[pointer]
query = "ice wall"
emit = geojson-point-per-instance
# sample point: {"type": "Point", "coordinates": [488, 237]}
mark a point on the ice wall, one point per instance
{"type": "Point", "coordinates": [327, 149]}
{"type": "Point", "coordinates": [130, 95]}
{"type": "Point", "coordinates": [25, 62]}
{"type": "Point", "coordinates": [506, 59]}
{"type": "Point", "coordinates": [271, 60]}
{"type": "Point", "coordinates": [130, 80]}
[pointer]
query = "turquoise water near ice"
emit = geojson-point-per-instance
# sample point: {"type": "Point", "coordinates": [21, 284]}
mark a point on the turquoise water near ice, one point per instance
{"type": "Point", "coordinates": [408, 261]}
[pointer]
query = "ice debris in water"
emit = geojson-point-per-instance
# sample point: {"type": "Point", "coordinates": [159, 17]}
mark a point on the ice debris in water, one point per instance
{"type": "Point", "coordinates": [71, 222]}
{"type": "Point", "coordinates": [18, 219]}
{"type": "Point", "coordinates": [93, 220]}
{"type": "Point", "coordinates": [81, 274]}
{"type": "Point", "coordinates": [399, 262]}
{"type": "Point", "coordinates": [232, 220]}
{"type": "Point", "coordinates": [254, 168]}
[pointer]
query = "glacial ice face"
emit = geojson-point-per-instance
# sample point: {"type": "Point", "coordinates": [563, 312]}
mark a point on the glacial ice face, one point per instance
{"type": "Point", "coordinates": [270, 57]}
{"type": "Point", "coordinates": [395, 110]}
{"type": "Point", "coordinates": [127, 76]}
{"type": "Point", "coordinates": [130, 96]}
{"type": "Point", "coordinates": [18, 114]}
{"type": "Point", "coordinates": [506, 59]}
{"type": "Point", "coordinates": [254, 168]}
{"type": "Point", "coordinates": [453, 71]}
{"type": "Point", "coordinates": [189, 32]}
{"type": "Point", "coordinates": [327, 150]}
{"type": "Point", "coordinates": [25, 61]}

WRITTEN REQUEST:
Count the lines in the records above that contain the word "debris", and give only that number.

ANSWER TO THIS PROBLEM:
2